▸ PROBLEM TO SOLVE:
Lay out each line of the data below as a row in a Markdown table with two columns, Row and Line, numbering the rows in order and leaving out any blank lines.

▸ STORED RECORDS:

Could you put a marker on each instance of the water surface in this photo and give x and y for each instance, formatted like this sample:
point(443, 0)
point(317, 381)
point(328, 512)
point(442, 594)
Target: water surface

▸ THE REPLY:
| Row | Line |
|---|---|
| 1 | Could you put a marker on each instance of the water surface in this photo and give x and y for each instance, formatted like this sample: |
| 2 | point(443, 0) |
| 3 | point(317, 381) |
| 4 | point(328, 512) |
| 5 | point(442, 594) |
| 6 | Target: water surface |